Written request A:
Answer these questions about the G-code linear move text:
(i) What effect does programming G53 on the same line have on the motion?
(ii) Of the axis words in a G1 command, how many must be used?
(iii) What serves as the polar origin once G16 is executed?
Written request B: Duplicate the stretch of the G-code linear move text from "If cutter radius" through "will also differ.", keeping every word and mark unchanged.
Written request C: Pick up the G-code linear move text after its last sentence and continue it.

Reading text:
• • •
If cutter radius compensation is active, the motion will differ from the above; see Cutter Compensation. If G53 is programmed on the same line, the motion will also differ.

G01 Linear Move

  • For linear motion at feed rate (for cutting or not), program G1 X~ Y~ Z~ A~ B~ C~, where all the axis words are optional, except that at least one must be used. The G1 is optional if the current motion mode is G1. This will produce co-ordinated linear motion to the destination point at the current feed rate (or slower if the machine will not go that fast).
  • If G16 has been executed to set a polar origin then linear motion at feed rate to a point described by a radius and angle G0 X~ Y~ can be used. X~ is the radius of the line from the G16 polar origin and Y~ is the angle in degrees measured with increasing values counterclockwise from the 3 o’clock direction (i.e. the conventional four quadrant conventions).

 

Coordinates of the current point at the time of executing the G16 are the polar origin.
• • •
Supplied material:
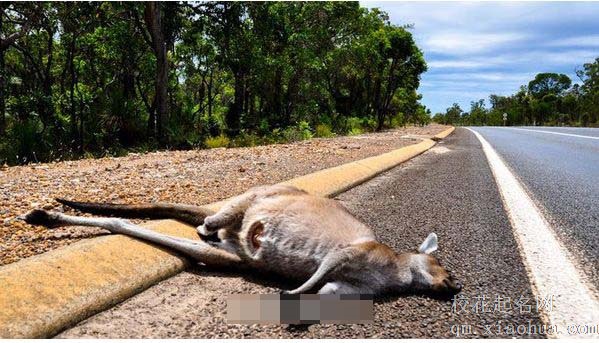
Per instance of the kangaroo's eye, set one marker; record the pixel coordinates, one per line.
• • •
Written answer A:
(i) The motion will differ.
(ii) At least one.
(iii) The coordinates of the current point at the time G16 is executed.

Written answer B:
If cutter radius compensation is active, the motion will differ from the above; see Cutter Compensation. If G53 is programmed on the same line, the motion will also differ.

Written answer C:
 

It is an error if:

  • All axis words are omitted

 

If cutter radius compensation is active, the motion will differ from the above; see Cutter Compensation. If G53 is programmed on the same line, the motion will also differ.

G02 & G03 Arc Move

A circular or helical arc is specified using either G2 (clockwise arc) or G3 (counterclockwise arc). The axis of the circle or helix must be parallel to the X, Y, or Z-axis of the machine coordinate system. The axis (or, equivalently, the plane perpendicular to the axis) is selected with G17 (Z-axis, XY-plane), G18 (Y-axis, XZ-plane), or G19 (X-axis, YZ-plane). If the arc is circular, it lies in a plane parallel to the selected plane.

 

If a line of code makes an arc and includes rotational axis motion, the rotational axes turn at a constant rate so that the rotational motion starts and finishes when the XYZ motion starts and finishes. Lines of this sort are hardly ever programmed.

 

If cutter radius compensation is active, the motion will differ from the above.

 

Two formats are allowed for specifying an arc. We will call these the center format and the radius format. In both formats the G2 or G3 is optional if it is the current motion mode.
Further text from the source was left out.